STUDY TEXT: Begin

But beware, there are language specific pitfalls. For example
bayern\t 4392\t FC Bayern Munich:743:16%\t Bavaria:713:16%
indicates that the term "Bayern" (German name of Bavaria) is also very often referring to the soccer club FC Bayern (in the English Wikipedia).
There are redirect cycles. This happens in every Wikipedia snapshot; and usually they are repaired soon after. But as Wikipedia is constantly changing, every snapshot has some oddities and errors, including articles where the contents have been vandalized or removed, and cyclic redirects.
Parsing Wikipedia is a pain. We're currently using a number of crude regular expressions,
because many of the parsers around (e.g. the Lucene Wikipedia parser) are even worse.
Wikipedia doesn't have a very clean or well-designed syntax; it has grown over the years.
It's much more complex than you might think, because of various nested structures. You can
have templates such as info boxes, which contain image links, which contain
templates, which contain links again... there also is a template for the music
"sharp" symbol, ♯: {{music|sharp}}
, used in various places. And so on.

STUDY TEXT: End

LIST OF TASKS.
1 - According to the passage on Wikipedia data, why is parsing Wikipedia more complex than one might think?
2 - Pick up the passage on Wikipedia data after its final sentence and continue it.

EXTRACTED MATERIAL: Begin

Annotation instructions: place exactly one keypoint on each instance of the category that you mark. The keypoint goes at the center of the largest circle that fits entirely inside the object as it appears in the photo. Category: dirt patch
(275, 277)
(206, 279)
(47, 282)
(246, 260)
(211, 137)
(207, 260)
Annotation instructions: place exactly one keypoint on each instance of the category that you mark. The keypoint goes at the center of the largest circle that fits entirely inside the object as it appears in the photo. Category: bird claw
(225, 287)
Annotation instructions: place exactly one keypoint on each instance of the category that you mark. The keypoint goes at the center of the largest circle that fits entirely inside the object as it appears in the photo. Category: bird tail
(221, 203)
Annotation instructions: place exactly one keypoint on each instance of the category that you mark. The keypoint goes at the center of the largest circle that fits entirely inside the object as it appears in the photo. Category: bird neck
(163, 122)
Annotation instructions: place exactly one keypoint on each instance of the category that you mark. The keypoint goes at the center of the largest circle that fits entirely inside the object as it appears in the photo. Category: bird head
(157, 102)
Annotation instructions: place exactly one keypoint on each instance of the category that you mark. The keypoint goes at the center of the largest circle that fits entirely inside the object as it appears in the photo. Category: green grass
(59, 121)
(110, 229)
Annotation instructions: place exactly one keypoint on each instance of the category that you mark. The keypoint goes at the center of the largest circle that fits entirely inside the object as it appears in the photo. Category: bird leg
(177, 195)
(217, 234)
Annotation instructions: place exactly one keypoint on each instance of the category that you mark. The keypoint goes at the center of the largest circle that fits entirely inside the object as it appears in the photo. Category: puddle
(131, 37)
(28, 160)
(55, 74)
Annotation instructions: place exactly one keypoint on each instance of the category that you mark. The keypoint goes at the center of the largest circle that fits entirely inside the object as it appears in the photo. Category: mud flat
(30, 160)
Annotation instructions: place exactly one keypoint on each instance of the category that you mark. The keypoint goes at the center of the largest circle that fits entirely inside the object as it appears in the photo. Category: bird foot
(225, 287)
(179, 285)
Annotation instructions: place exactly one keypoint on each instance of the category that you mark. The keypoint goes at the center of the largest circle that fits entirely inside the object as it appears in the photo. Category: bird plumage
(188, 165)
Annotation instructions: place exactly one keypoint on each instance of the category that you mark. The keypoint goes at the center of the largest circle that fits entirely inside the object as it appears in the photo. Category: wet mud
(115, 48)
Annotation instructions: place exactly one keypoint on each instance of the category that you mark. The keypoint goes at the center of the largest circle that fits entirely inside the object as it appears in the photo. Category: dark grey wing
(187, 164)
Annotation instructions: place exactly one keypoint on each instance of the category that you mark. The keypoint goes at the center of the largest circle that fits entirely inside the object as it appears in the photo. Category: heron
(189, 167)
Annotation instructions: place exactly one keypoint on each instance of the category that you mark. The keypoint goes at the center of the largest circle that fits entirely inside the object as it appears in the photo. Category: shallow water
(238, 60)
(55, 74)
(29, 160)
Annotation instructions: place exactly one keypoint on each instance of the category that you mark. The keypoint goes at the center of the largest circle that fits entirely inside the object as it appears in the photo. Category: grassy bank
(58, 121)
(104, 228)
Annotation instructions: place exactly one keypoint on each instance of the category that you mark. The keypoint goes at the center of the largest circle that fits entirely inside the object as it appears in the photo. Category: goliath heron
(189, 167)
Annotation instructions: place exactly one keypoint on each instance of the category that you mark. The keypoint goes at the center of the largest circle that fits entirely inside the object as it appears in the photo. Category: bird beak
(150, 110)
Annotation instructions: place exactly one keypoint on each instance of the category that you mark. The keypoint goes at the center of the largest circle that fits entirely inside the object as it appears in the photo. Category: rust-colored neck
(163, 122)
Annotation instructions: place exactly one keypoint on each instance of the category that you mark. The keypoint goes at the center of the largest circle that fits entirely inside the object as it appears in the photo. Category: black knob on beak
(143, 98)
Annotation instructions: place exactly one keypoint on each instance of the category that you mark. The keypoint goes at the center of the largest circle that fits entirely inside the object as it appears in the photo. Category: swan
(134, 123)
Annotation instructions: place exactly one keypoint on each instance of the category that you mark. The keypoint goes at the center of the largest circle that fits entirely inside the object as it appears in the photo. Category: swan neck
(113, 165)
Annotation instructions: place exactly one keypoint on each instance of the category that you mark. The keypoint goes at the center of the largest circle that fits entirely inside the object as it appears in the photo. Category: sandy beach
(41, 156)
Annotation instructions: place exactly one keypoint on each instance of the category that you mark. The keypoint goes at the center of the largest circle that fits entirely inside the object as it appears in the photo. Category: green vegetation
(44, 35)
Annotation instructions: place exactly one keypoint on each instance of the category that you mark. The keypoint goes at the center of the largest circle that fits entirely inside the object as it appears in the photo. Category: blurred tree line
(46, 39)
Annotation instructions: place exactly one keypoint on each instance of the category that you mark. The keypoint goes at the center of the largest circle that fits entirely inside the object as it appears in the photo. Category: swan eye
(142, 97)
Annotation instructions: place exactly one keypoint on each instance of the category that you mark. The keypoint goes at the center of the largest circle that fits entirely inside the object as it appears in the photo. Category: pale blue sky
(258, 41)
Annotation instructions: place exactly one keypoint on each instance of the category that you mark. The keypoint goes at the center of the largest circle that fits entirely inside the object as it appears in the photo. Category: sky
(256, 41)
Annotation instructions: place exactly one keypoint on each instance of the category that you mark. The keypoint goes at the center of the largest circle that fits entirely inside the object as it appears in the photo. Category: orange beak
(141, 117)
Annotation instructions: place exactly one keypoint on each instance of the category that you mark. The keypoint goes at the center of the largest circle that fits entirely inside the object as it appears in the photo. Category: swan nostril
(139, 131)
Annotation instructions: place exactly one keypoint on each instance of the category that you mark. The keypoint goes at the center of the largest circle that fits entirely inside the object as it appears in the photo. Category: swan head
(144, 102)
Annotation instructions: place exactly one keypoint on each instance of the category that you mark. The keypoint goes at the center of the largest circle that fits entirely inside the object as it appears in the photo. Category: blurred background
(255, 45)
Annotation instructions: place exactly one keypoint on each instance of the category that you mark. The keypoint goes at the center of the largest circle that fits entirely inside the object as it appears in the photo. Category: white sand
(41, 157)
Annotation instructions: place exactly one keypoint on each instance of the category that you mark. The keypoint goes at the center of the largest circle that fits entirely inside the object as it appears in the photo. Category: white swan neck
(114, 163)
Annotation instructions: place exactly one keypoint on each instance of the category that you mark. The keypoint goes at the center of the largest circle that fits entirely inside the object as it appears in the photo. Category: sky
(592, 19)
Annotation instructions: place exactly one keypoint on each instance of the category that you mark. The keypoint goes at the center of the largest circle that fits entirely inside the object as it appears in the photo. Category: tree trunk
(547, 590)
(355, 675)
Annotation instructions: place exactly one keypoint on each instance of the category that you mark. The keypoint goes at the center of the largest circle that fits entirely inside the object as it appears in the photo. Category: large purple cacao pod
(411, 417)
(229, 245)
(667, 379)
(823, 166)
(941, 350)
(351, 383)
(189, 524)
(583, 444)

EXTRACTED MATERIAL: End

EXERCISE ANSWERS.
1 - It is more complex because of various nested structures. Templates such as info boxes contain image links, which contain templates, which in turn contain links again.

2 -
If you are looking for a powerful parser, please go to this site instead: Alternative MediaWiki parsers
We're really trying only to get the main 99% of Wikipedia contents, and we're okay with losing 1% of it.
I've tried hard to make the implementation fast and efficient, but there is always room for improvement. Currently, the first phase takes around 2 hours on my desktop PC. This is acceptable for all my needs.
Some routines that were taking up excessive amounts of time (such as - unfortunately - replacing HTML entites using Apache Commons Lang3) have been wrapped into more efficient implementations.
We are using a streaming XML parser, as you cannot just build a DOM tree from a 10 GB compressed (48.7 GB decompressed) file...
Note: this implementation may need 24 GB of RAM to run, because we keep a lot of data in memory, and sort it at the very end when writing. By splitting the process into a third (sorting) phase, memory usage could be reduced. But given the size of the Lucene index (15 GB), extra memory will also improve runtimes a lot.
While the use of external libraries yields to a mess in many projects ("jar hell"), we rely a few of them in this project:
-
Apache Commons Lang3, despire the performance issues, for parsing HTML entities (but we wrote our own, much faster, matcher)
-
Apache Commons Compress, for BZip2 decompression
-
Lucene 5, for full text indexing
-
Fastutil, which offers high-performance collections for primitive types (and helps keeping memory usage in control).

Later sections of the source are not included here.